TASK DETAILS ::
Reproduce the stretch of the news report on Mario Deane's death from "Jasmine Rand, an" through "in Montego Bay.", swapping in "laborer" wherever "construction worker" appears.

EXCERPT PROVIDED ::
Jamaican News

US lawyer joins legal team for slain Jamaican whose death in custody is making headlines

By David McFadden


Mario Deane

KINGSTON, Jamaica _ A U.S. civil rights lawyer said Monday that she is volunteering her time to help represent relatives of a slain Jamaican man whose death in custody has amplified distrust of the Caribbean country’s police force among many islanders.

Jasmine Rand, an attorney who heads the civil rights department for Florida law firm Parks & Crump, was one of the lawyers representing the family of slain Florida teen Trayvon Martin. Last week, she joined the legal team representing relatives of Mario Deane, a 31-year-old Jamaican construction worker who died on Aug. 6 after he was beaten in a police lockup in Montego Bay.

Two inmates have been charged with Deane’s death, but attorney Michael Lorne asserts the death resulted from police brutality or misconduct. An independent commission that probes allegations of abuses by Jamaican security forces is investigating the death.

LISTING ::
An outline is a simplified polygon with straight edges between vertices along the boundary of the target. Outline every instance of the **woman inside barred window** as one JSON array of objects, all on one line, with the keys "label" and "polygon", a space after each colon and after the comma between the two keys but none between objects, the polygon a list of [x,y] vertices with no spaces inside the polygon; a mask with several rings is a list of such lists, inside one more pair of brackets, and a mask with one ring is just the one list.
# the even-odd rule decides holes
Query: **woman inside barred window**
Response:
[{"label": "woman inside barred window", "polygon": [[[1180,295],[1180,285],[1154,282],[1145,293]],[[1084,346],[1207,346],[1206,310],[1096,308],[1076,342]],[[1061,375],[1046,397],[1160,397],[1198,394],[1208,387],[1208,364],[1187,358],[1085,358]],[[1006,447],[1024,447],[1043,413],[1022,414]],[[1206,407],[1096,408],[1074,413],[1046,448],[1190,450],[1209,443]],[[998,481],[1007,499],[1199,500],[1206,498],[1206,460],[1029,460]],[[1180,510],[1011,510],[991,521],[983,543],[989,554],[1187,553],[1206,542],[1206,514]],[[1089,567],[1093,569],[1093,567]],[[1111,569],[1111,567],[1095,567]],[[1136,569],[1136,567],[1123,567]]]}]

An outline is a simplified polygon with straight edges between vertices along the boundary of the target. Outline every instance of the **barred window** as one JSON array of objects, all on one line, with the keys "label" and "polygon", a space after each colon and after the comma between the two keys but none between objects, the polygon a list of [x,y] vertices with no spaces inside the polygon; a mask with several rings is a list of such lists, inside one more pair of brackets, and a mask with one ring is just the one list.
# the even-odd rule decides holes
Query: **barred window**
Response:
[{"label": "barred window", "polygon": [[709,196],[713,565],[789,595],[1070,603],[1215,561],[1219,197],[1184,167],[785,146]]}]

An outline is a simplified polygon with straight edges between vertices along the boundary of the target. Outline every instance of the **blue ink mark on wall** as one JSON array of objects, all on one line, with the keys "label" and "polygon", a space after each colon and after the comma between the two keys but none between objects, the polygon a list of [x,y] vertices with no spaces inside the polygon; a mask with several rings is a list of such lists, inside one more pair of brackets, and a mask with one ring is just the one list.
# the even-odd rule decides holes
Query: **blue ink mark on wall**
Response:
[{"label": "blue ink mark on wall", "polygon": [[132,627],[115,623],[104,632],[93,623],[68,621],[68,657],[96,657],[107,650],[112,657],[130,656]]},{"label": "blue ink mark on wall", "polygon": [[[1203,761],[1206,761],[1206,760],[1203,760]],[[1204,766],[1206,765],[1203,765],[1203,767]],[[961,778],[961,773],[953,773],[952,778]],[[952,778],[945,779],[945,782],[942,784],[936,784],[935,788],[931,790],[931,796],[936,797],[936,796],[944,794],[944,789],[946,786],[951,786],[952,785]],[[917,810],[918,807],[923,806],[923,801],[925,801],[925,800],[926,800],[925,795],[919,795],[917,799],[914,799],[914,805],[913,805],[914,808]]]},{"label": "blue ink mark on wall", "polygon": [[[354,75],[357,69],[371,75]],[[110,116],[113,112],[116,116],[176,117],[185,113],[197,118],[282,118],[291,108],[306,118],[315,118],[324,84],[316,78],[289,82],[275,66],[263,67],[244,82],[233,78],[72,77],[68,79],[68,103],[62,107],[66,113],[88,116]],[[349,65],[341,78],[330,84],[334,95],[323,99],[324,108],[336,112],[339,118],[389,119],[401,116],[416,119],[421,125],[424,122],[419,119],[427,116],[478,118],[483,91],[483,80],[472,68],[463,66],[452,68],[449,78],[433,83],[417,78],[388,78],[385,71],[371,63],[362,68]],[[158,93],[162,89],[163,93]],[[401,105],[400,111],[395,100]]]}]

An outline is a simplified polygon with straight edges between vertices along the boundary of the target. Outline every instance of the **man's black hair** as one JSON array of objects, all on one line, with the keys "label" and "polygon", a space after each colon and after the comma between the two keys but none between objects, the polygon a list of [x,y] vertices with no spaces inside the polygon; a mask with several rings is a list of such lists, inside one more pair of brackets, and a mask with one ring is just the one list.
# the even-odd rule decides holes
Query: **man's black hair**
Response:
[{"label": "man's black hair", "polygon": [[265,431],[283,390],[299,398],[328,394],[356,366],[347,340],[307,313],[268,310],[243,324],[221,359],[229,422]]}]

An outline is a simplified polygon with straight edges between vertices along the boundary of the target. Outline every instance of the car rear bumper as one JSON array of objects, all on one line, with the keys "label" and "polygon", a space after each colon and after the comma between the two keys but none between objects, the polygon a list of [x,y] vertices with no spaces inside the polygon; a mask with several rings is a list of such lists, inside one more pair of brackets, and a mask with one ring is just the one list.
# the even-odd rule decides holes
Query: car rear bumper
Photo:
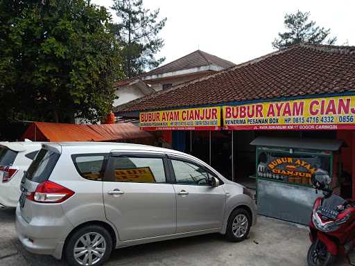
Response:
[{"label": "car rear bumper", "polygon": [[0,180],[0,206],[15,208],[20,195],[19,185],[16,186],[12,182],[2,183]]},{"label": "car rear bumper", "polygon": [[27,222],[21,216],[19,206],[16,209],[16,231],[24,247],[36,254],[52,255],[57,259],[62,258],[64,240],[60,232],[67,231],[67,224],[47,226]]}]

RESULT OF THE TASK ::
Jasmine Rand, an attorney who heads the civil rights department for Florida law firm Parks & Crump, was one of the lawyers representing the family of slain Florida teen Trayvon Martin. Last week, she joined the legal team representing relatives of Mario Deane, a 31-year-old Jamaican laborer who died on Aug. 6 after he was beaten in a police lockup in Montego Bay.